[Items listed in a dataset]

Start of Block

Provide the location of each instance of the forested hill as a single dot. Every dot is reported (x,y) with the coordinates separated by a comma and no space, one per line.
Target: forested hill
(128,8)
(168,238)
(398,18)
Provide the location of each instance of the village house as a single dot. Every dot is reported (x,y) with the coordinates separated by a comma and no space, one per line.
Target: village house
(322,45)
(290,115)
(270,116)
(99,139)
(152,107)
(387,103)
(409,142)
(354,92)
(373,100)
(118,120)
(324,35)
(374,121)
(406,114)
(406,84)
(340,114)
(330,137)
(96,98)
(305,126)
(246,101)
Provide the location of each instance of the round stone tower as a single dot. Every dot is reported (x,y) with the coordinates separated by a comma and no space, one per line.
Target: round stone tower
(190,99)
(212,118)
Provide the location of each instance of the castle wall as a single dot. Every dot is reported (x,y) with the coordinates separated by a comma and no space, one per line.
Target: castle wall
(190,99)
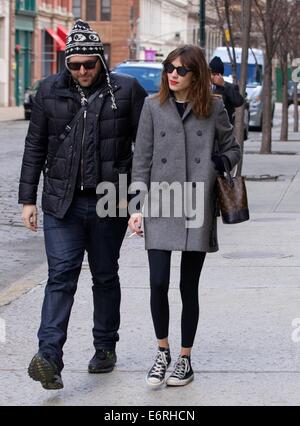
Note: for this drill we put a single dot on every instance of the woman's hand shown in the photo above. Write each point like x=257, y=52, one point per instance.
x=135, y=223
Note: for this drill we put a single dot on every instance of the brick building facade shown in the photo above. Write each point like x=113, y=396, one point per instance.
x=115, y=21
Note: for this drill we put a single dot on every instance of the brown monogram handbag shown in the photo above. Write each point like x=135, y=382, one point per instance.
x=232, y=198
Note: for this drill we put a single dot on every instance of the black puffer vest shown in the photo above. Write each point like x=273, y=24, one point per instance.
x=102, y=135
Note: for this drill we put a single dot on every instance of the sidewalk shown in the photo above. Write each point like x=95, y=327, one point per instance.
x=244, y=353
x=11, y=113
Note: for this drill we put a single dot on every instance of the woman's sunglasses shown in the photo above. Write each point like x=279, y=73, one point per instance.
x=88, y=65
x=182, y=71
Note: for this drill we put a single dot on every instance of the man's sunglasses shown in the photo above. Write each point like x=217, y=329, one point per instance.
x=182, y=71
x=88, y=65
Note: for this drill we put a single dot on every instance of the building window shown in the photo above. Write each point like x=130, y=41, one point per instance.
x=105, y=10
x=77, y=8
x=91, y=10
x=25, y=5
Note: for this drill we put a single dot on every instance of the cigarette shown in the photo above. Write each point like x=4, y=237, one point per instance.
x=134, y=233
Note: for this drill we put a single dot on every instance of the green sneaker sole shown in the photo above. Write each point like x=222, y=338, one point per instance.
x=42, y=371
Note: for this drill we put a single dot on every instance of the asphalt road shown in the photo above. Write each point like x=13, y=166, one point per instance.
x=21, y=251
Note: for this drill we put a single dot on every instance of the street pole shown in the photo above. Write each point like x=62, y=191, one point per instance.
x=202, y=23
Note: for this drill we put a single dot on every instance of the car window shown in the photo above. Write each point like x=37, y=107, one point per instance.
x=148, y=77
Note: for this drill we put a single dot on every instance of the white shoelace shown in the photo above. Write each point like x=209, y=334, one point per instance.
x=160, y=365
x=181, y=367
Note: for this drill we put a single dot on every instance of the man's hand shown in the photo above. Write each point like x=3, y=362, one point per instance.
x=135, y=223
x=29, y=216
x=218, y=80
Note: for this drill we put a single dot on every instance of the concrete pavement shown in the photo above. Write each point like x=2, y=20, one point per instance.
x=246, y=350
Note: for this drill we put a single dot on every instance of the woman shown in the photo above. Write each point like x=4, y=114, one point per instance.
x=184, y=136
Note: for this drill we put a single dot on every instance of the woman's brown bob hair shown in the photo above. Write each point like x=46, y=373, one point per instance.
x=200, y=93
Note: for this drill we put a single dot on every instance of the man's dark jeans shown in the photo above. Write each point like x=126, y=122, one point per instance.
x=66, y=241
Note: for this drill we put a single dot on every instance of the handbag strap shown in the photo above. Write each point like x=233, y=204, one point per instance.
x=74, y=121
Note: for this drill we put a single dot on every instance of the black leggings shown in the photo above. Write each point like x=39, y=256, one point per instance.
x=190, y=270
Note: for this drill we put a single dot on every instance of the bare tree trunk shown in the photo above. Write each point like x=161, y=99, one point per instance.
x=296, y=110
x=239, y=115
x=285, y=79
x=266, y=145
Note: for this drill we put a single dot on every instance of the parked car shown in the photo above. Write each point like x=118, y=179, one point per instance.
x=29, y=98
x=147, y=73
x=256, y=108
x=291, y=93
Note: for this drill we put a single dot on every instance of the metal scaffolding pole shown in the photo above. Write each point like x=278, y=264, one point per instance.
x=202, y=23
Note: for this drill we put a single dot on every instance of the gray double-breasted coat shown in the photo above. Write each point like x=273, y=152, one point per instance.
x=169, y=149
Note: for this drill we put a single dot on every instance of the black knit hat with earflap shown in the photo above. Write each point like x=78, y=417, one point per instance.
x=82, y=40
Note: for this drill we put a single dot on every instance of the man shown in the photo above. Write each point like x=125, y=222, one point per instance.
x=75, y=155
x=230, y=92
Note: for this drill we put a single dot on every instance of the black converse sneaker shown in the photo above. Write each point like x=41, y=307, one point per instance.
x=156, y=375
x=182, y=373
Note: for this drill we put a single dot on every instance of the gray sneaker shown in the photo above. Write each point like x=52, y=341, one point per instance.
x=156, y=374
x=182, y=373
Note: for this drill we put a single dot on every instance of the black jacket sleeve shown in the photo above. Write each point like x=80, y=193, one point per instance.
x=35, y=152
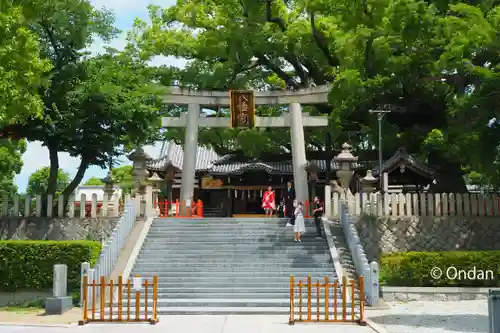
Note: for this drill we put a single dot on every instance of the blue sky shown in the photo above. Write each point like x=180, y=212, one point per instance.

End of Block

--- EXERCISE PROMPT ---
Each record above should be duplicated word for word, with no pictures included.

--- RESPONSE TO THIS TASK ---
Provide the location of each instance of the forested hill as a single dot. Every dot is reported (x,y) with the coordinates separated by a comma and no space, one per line.
Target: forested hill
(128,8)
(168,238)
(398,18)
Provide the location of each instance of the village house as a single dot. Every dot is reported (x,y) with the coordinates separated by a comma and no space, one per line.
Target: village house
(322,45)
(290,115)
(270,116)
(99,139)
(152,107)
(387,103)
(409,142)
(354,92)
(373,100)
(118,120)
(324,35)
(374,121)
(406,114)
(406,84)
(340,114)
(330,137)
(96,98)
(305,126)
(246,101)
Provide the location of each instance of the round stone tower as a single dot. Every dot is reported (x,y) with the coordinates separated by a comma and no space, one per line.
Target: round stone tower
(190,99)
(212,118)
Provide the location of each instance of the castle wall as a single dot. Every dot is reported (x,y) with the coordinates separated by a comma and no space, one per line.
Target: castle wall
(190,99)
Note: for this drill we put a single dot on every instance of the woman's hand shown in the photo above. Write each point like x=257, y=52, one point per instance.
x=135, y=223
Note: for this drill we put a single dot on every instance of the brick building facade shown in the photo above. Write each point like x=113, y=396, one point per instance.
x=115, y=21
Note: for this drill we put a single dot on every instance of the brown monogram handbag shown in the photo above. Write each point like x=135, y=382, one point per instance.
x=232, y=198
Note: for this drill we put a single dot on every instance of the black puffer vest shown in the photo above. Write each point like x=273, y=24, one point per instance.
x=102, y=135
Note: for this drill we put a single dot on every instance of the sidewalk shown in the photo above. Write each point like x=95, y=327, one point per instance.
x=244, y=353
x=11, y=113
Note: for this drill we put a single dot on every instance of the woman's sunglasses shown in the photo above. Write each point like x=279, y=73, one point per instance.
x=88, y=65
x=182, y=71
Note: for this drill we put a single dot on every instance of the man's sunglasses shown in the photo above. Write each point like x=217, y=329, one point per instance.
x=182, y=71
x=88, y=65
Note: for this drill we put a single dot on every instance of the building window shown in the photo above. Write each point like x=130, y=41, one point per instance.
x=105, y=10
x=77, y=8
x=91, y=10
x=25, y=5
Note: for this drill we put a single dot on every instance of the cigarette shown in the photo above. Write each point like x=4, y=237, one point per instance.
x=134, y=233
Note: for this drill we put a single dot on every instance of the green sneaker sole shown in the photo above. Write each point like x=222, y=338, one point per instance.
x=42, y=371
Note: for this drill we put a single dot on every instance of the asphalt road shown in the photo above. Write each point like x=13, y=166, one point per instance.
x=21, y=251
Note: for this drill we put a single dot on every instance of the street pole shown in the photo above. Write each point like x=62, y=191, one point per instance.
x=202, y=23
Note: for this drill we put a single dot on every instance of the car window shown in the photo above. Write each point like x=37, y=107, one point per instance.
x=148, y=77
Note: for this drill we put a single dot on every instance of the white shoelace shown in the photo above. Write each point like x=209, y=334, one point per instance.
x=160, y=365
x=181, y=367
Note: for this drill we put a single dot on every instance of the man's hand shown in the photo above. Write each point like x=3, y=362, one point per instance.
x=135, y=223
x=29, y=216
x=218, y=80
Note: for this drill we put a single dot on every instance of the concrete pavement shown in the photo above. Write each point like x=2, y=20, one point per instance.
x=246, y=350
Note: for this drill we put a single dot on every instance of the woman shown in the photo above. Write each point like x=4, y=114, one point per instance.
x=184, y=136
Note: for this drill we put a single dot on every instance of the woman's brown bob hair shown in the photo above. Write each point like x=46, y=373, one point per instance.
x=200, y=93
Note: for this drill we put a single dot on every instance of the man's dark jeans shown in the photo above. Write each point like x=126, y=122, one point per instance.
x=66, y=241
Note: for this drill we put a single dot on every instance of the handbag strap shown in the photo above. Write each point like x=233, y=204, one point per instance.
x=74, y=121
Note: for this drill we put a single dot on every instance of the black leggings shown in the photo above. Write each point like x=39, y=256, one point per instance.
x=190, y=270
Note: for this drill we put a single dot on every instance of the bare tree trunk shown in the photo above. Write each point like x=161, y=99, one point per instance.
x=296, y=110
x=239, y=115
x=285, y=79
x=266, y=145
Note: for this drill we put a single dot on every instance of the parked car shown in the photo above. Write each point like x=118, y=179, one point per instance.
x=29, y=98
x=147, y=73
x=256, y=108
x=291, y=93
Note: for this drill we put a single dot on every instance of the metal scaffolding pole shown in the photo above. Write each point like x=278, y=264, one point per instance.
x=202, y=23
Note: for this drill we put a single dot on every instance of the gray double-breasted coat shown in the photo above. Write each point like x=273, y=152, one point per instance.
x=169, y=149
Note: for this drill we put a single dot on every instance of the black knit hat with earflap shown in the photo above. Write each point like x=78, y=417, one point per instance.
x=82, y=40
Note: for this drill we put a single dot on every instance of the man shown in the photo above. Write each point like x=125, y=222, one point per instance.
x=75, y=155
x=230, y=92
Note: for this drill we put a single dot on every instance of the black converse sneaker shown in the photo above. Write each point like x=41, y=307, one point per instance.
x=156, y=375
x=182, y=373
Note: for this drill we put a single dot on every instance of the gray sneaker shown in the photo above. Write each point like x=52, y=341, one point per instance.
x=156, y=374
x=182, y=373
Note: for this drill we put a single dot on every instance of the black jacket sleeve shown in the photo above. Write each point like x=80, y=193, one point per instance.
x=35, y=152
Note: for this drill we put a single dot on every instance of the blue sky shown in the photo above. Write each point like x=180, y=212, one point per instance.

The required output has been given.